### What is needed
Will you output the entries below exactly, skipping every image they contain?

Region labeling entries
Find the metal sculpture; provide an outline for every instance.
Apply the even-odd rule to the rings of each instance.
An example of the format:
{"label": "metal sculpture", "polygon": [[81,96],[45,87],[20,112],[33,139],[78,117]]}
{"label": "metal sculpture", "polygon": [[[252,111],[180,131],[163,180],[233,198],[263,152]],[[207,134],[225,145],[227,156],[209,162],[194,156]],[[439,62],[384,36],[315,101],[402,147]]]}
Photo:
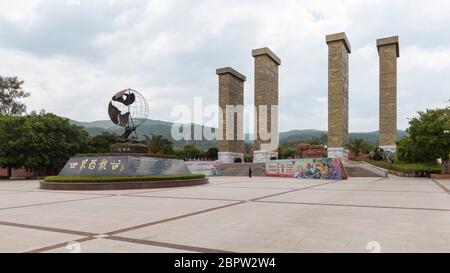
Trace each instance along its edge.
{"label": "metal sculpture", "polygon": [[126,89],[112,97],[108,114],[114,124],[125,129],[122,138],[128,139],[147,120],[149,108],[142,94],[133,89]]}

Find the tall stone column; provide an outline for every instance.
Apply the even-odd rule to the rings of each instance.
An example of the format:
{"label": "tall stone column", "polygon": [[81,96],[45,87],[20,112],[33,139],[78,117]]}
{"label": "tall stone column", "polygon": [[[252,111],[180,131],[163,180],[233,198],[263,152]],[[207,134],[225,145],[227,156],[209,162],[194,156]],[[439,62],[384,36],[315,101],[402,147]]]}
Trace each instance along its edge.
{"label": "tall stone column", "polygon": [[244,162],[244,82],[233,68],[217,69],[219,76],[219,161]]}
{"label": "tall stone column", "polygon": [[397,142],[397,58],[398,36],[377,40],[380,56],[380,147],[396,151]]}
{"label": "tall stone column", "polygon": [[278,158],[278,70],[280,58],[269,48],[255,49],[255,163]]}
{"label": "tall stone column", "polygon": [[348,66],[351,46],[344,32],[326,36],[328,44],[328,157],[348,158]]}

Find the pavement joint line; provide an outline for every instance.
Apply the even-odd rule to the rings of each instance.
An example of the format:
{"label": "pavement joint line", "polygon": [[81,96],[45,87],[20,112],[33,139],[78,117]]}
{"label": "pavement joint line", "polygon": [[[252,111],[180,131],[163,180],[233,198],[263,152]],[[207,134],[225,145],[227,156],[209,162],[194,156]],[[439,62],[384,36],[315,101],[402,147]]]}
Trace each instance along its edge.
{"label": "pavement joint line", "polygon": [[243,202],[247,200],[237,199],[221,199],[221,198],[202,198],[202,197],[188,197],[188,196],[157,196],[157,195],[127,195],[128,197],[142,197],[142,198],[160,198],[160,199],[185,199],[185,200],[204,200],[204,201],[228,201],[228,202]]}
{"label": "pavement joint line", "polygon": [[115,196],[113,196],[113,195],[112,196],[98,196],[98,197],[90,197],[90,198],[81,198],[81,199],[73,199],[73,200],[65,200],[65,201],[56,201],[56,202],[39,203],[39,204],[32,204],[32,205],[7,207],[7,208],[0,208],[0,211],[2,211],[2,210],[9,210],[9,209],[21,209],[21,208],[39,207],[39,206],[46,206],[46,205],[53,205],[53,204],[63,204],[63,203],[70,203],[70,202],[102,199],[102,198],[109,198],[109,197],[115,197]]}
{"label": "pavement joint line", "polygon": [[254,201],[254,202],[256,202],[256,203],[272,203],[272,204],[288,204],[288,205],[307,205],[307,206],[330,206],[330,207],[353,207],[353,208],[424,210],[424,211],[450,212],[450,209],[433,209],[433,208],[388,207],[388,206],[309,203],[309,202],[290,202],[290,201]]}
{"label": "pavement joint line", "polygon": [[396,193],[423,193],[423,194],[444,194],[438,191],[387,191],[387,190],[354,190],[354,189],[307,189],[308,191],[356,191],[356,192],[396,192]]}
{"label": "pavement joint line", "polygon": [[436,179],[431,179],[431,181],[434,182],[434,184],[436,184],[439,188],[441,188],[444,192],[446,192],[447,194],[450,194],[450,189],[448,189],[446,186],[442,185],[439,181],[437,181]]}
{"label": "pavement joint line", "polygon": [[79,195],[94,195],[94,196],[117,196],[115,193],[87,193],[87,192],[74,192],[74,191],[49,191],[49,190],[37,190],[34,192],[44,193],[59,193],[59,194],[79,194]]}
{"label": "pavement joint line", "polygon": [[281,193],[277,193],[277,194],[271,194],[271,195],[268,195],[268,196],[254,198],[254,199],[251,199],[249,201],[250,202],[257,202],[257,201],[262,200],[262,199],[267,199],[267,198],[270,198],[270,197],[280,196],[280,195],[284,195],[284,194],[288,194],[288,193],[292,193],[292,192],[297,192],[297,191],[307,190],[307,189],[311,189],[311,188],[316,188],[316,187],[320,187],[320,186],[323,186],[323,185],[328,185],[328,184],[336,183],[336,182],[337,181],[330,181],[330,182],[327,182],[327,183],[322,183],[322,184],[319,184],[319,185],[314,185],[314,186],[310,186],[310,187],[306,187],[306,188],[289,190],[289,191],[285,191],[285,192],[281,192]]}
{"label": "pavement joint line", "polygon": [[203,247],[188,246],[188,245],[181,245],[181,244],[134,239],[134,238],[128,238],[128,237],[121,237],[121,236],[109,236],[109,237],[106,237],[105,239],[121,241],[121,242],[128,242],[128,243],[135,243],[135,244],[141,244],[141,245],[150,245],[150,246],[157,246],[157,247],[163,247],[163,248],[178,249],[178,250],[184,250],[184,251],[190,251],[190,252],[199,252],[199,253],[233,253],[231,251],[225,251],[225,250],[219,250],[219,249],[211,249],[211,248],[203,248]]}
{"label": "pavement joint line", "polygon": [[184,219],[184,218],[188,218],[188,217],[191,217],[191,216],[196,216],[196,215],[203,214],[203,213],[208,213],[208,212],[219,210],[219,209],[229,208],[229,207],[241,205],[241,204],[244,204],[244,203],[247,203],[247,201],[241,201],[241,202],[227,204],[227,205],[214,207],[214,208],[210,208],[210,209],[205,209],[205,210],[201,210],[201,211],[191,212],[191,213],[188,213],[188,214],[183,214],[183,215],[179,215],[179,216],[175,216],[175,217],[171,217],[171,218],[167,218],[167,219],[162,219],[162,220],[158,220],[158,221],[154,221],[154,222],[150,222],[150,223],[145,223],[145,224],[141,224],[141,225],[137,225],[137,226],[123,228],[123,229],[119,229],[119,230],[115,230],[115,231],[110,231],[110,232],[107,232],[105,234],[112,236],[112,235],[116,235],[116,234],[119,234],[119,233],[125,233],[125,232],[136,230],[136,229],[141,229],[141,228],[154,226],[154,225],[158,225],[158,224],[163,224],[163,223],[167,223],[167,222],[171,222],[171,221],[175,221],[175,220],[179,220],[179,219]]}
{"label": "pavement joint line", "polygon": [[2,225],[2,226],[10,226],[10,227],[17,227],[17,228],[26,228],[26,229],[48,231],[48,232],[64,233],[64,234],[71,234],[71,235],[88,236],[88,237],[92,237],[92,236],[98,235],[97,233],[92,233],[92,232],[70,230],[70,229],[63,229],[63,228],[51,228],[51,227],[44,227],[44,226],[37,226],[37,225],[27,225],[27,224],[19,224],[19,223],[3,222],[3,221],[0,222],[0,225]]}
{"label": "pavement joint line", "polygon": [[38,249],[33,249],[33,250],[30,250],[30,251],[26,251],[24,253],[42,253],[42,252],[58,249],[58,248],[61,248],[61,247],[67,247],[70,243],[80,243],[81,244],[81,243],[84,243],[84,242],[93,241],[95,239],[96,239],[95,237],[85,237],[85,238],[81,238],[81,239],[78,239],[78,240],[67,241],[67,242],[64,242],[64,243],[59,243],[59,244],[54,244],[54,245],[38,248]]}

### The response
Find the metal sculpture; provide an outline for every instance.
Apply the even-odd rule to the rings of each instance.
An example of the format:
{"label": "metal sculpture", "polygon": [[81,96],[45,87],[20,112],[33,139],[78,117]]}
{"label": "metal sculpture", "polygon": [[[252,111],[180,131],[163,180],[233,198],[263,152]],[[207,134],[225,145],[227,156],[209,162],[194,156]],[[439,62],[384,36],[315,101],[402,147]]]}
Photo:
Trace each instance along its edge.
{"label": "metal sculpture", "polygon": [[126,89],[112,97],[108,114],[114,124],[125,129],[122,138],[128,139],[147,120],[149,108],[142,94],[133,89]]}

Find the tall stone column; provide an outline for every instance.
Apply the even-odd rule to the rings of each instance.
An example of the format:
{"label": "tall stone column", "polygon": [[81,96],[45,87],[20,112],[33,139],[78,117]]}
{"label": "tall stone column", "polygon": [[[252,111],[180,131],[163,180],[233,198],[263,152]],[[207,134],[225,145],[227,156],[209,162],[194,156]],[[439,62],[384,36],[315,101],[402,147]]]}
Trace each instance along its edge.
{"label": "tall stone column", "polygon": [[244,162],[244,82],[233,68],[217,69],[219,76],[219,161]]}
{"label": "tall stone column", "polygon": [[397,142],[397,58],[398,36],[377,40],[380,56],[380,147],[396,151]]}
{"label": "tall stone column", "polygon": [[278,158],[278,70],[280,58],[269,48],[255,49],[255,163]]}
{"label": "tall stone column", "polygon": [[348,66],[351,46],[344,32],[326,36],[328,44],[328,157],[348,158]]}

Find the pavement joint line; provide an outline for every instance.
Apply the even-odd rule to the rings of each instance.
An example of the format:
{"label": "pavement joint line", "polygon": [[81,96],[45,87],[20,112],[33,139],[78,117]]}
{"label": "pavement joint line", "polygon": [[[252,111],[180,131],[163,180],[233,198],[263,152]],[[207,134],[225,145],[227,156],[209,162],[194,156]],[[439,62],[384,36],[315,101],[402,147]]]}
Trace each instance along its edge.
{"label": "pavement joint line", "polygon": [[243,202],[247,200],[237,199],[221,199],[221,198],[202,198],[202,197],[188,197],[188,196],[157,196],[157,195],[127,195],[128,197],[142,197],[142,198],[160,198],[160,199],[185,199],[185,200],[204,200],[204,201],[228,201],[228,202]]}
{"label": "pavement joint line", "polygon": [[115,196],[113,196],[113,195],[112,196],[98,196],[98,197],[90,197],[90,198],[81,198],[81,199],[73,199],[73,200],[65,200],[65,201],[56,201],[56,202],[39,203],[39,204],[32,204],[32,205],[7,207],[7,208],[0,208],[0,211],[2,211],[2,210],[9,210],[9,209],[21,209],[21,208],[39,207],[39,206],[46,206],[46,205],[53,205],[53,204],[63,204],[63,203],[70,203],[70,202],[102,199],[102,198],[109,198],[109,197],[115,197]]}
{"label": "pavement joint line", "polygon": [[254,201],[254,202],[256,202],[256,203],[272,203],[272,204],[288,204],[288,205],[307,205],[307,206],[330,206],[330,207],[353,207],[353,208],[424,210],[424,211],[450,212],[450,209],[433,209],[433,208],[388,207],[388,206],[309,203],[309,202],[290,202],[290,201]]}
{"label": "pavement joint line", "polygon": [[396,193],[423,193],[423,194],[444,194],[438,191],[387,191],[387,190],[354,190],[354,189],[307,189],[308,191],[356,191],[356,192],[396,192]]}
{"label": "pavement joint line", "polygon": [[436,179],[431,179],[431,181],[434,182],[434,184],[436,184],[439,188],[441,188],[444,192],[446,192],[447,194],[450,194],[450,189],[448,189],[446,186],[442,185],[439,181],[437,181]]}
{"label": "pavement joint line", "polygon": [[79,195],[94,195],[94,196],[117,196],[115,193],[87,193],[87,192],[74,192],[74,191],[49,191],[49,190],[37,190],[34,192],[44,193],[59,193],[59,194],[79,194]]}
{"label": "pavement joint line", "polygon": [[281,193],[277,193],[277,194],[271,194],[271,195],[268,195],[268,196],[254,198],[254,199],[251,199],[249,201],[250,202],[257,202],[257,201],[262,200],[262,199],[267,199],[267,198],[270,198],[270,197],[280,196],[280,195],[284,195],[284,194],[288,194],[288,193],[292,193],[292,192],[297,192],[297,191],[307,190],[307,189],[311,189],[311,188],[316,188],[316,187],[320,187],[320,186],[323,186],[323,185],[328,185],[328,184],[336,183],[336,182],[337,181],[330,181],[330,182],[327,182],[327,183],[322,183],[322,184],[319,184],[319,185],[314,185],[314,186],[310,186],[310,187],[306,187],[306,188],[289,190],[289,191],[285,191],[285,192],[281,192]]}
{"label": "pavement joint line", "polygon": [[203,247],[188,246],[188,245],[181,245],[181,244],[134,239],[134,238],[128,238],[128,237],[121,237],[121,236],[109,236],[109,237],[106,237],[105,239],[121,241],[121,242],[128,242],[128,243],[135,243],[135,244],[141,244],[141,245],[150,245],[150,246],[157,246],[157,247],[163,247],[163,248],[178,249],[178,250],[184,250],[184,251],[190,251],[190,252],[199,252],[199,253],[233,253],[231,251],[225,251],[225,250],[219,250],[219,249],[211,249],[211,248],[203,248]]}
{"label": "pavement joint line", "polygon": [[184,219],[184,218],[188,218],[188,217],[191,217],[191,216],[196,216],[196,215],[203,214],[203,213],[208,213],[208,212],[219,210],[219,209],[229,208],[229,207],[241,205],[241,204],[244,204],[244,203],[247,203],[247,201],[241,201],[241,202],[227,204],[227,205],[214,207],[214,208],[210,208],[210,209],[205,209],[205,210],[201,210],[201,211],[191,212],[191,213],[188,213],[188,214],[183,214],[183,215],[179,215],[179,216],[175,216],[175,217],[171,217],[171,218],[167,218],[167,219],[162,219],[162,220],[158,220],[158,221],[154,221],[154,222],[150,222],[150,223],[145,223],[145,224],[141,224],[141,225],[137,225],[137,226],[123,228],[123,229],[119,229],[119,230],[115,230],[115,231],[110,231],[110,232],[107,232],[105,234],[112,236],[112,235],[116,235],[116,234],[119,234],[119,233],[125,233],[125,232],[136,230],[136,229],[141,229],[141,228],[154,226],[154,225],[158,225],[158,224],[163,224],[163,223],[167,223],[167,222],[171,222],[171,221],[175,221],[175,220],[179,220],[179,219]]}
{"label": "pavement joint line", "polygon": [[2,225],[2,226],[10,226],[10,227],[17,227],[17,228],[26,228],[26,229],[48,231],[48,232],[64,233],[64,234],[71,234],[71,235],[88,236],[88,237],[92,237],[92,236],[98,235],[97,233],[92,233],[92,232],[70,230],[70,229],[63,229],[63,228],[51,228],[51,227],[44,227],[44,226],[37,226],[37,225],[27,225],[27,224],[19,224],[19,223],[3,222],[3,221],[0,222],[0,225]]}
{"label": "pavement joint line", "polygon": [[38,249],[33,249],[33,250],[30,250],[30,251],[26,251],[24,253],[42,253],[42,252],[58,249],[58,248],[61,248],[61,247],[67,247],[70,243],[80,243],[81,244],[81,243],[84,243],[84,242],[93,241],[95,239],[96,239],[95,237],[85,237],[85,238],[81,238],[81,239],[78,239],[78,240],[67,241],[67,242],[64,242],[64,243],[59,243],[59,244],[54,244],[54,245],[38,248]]}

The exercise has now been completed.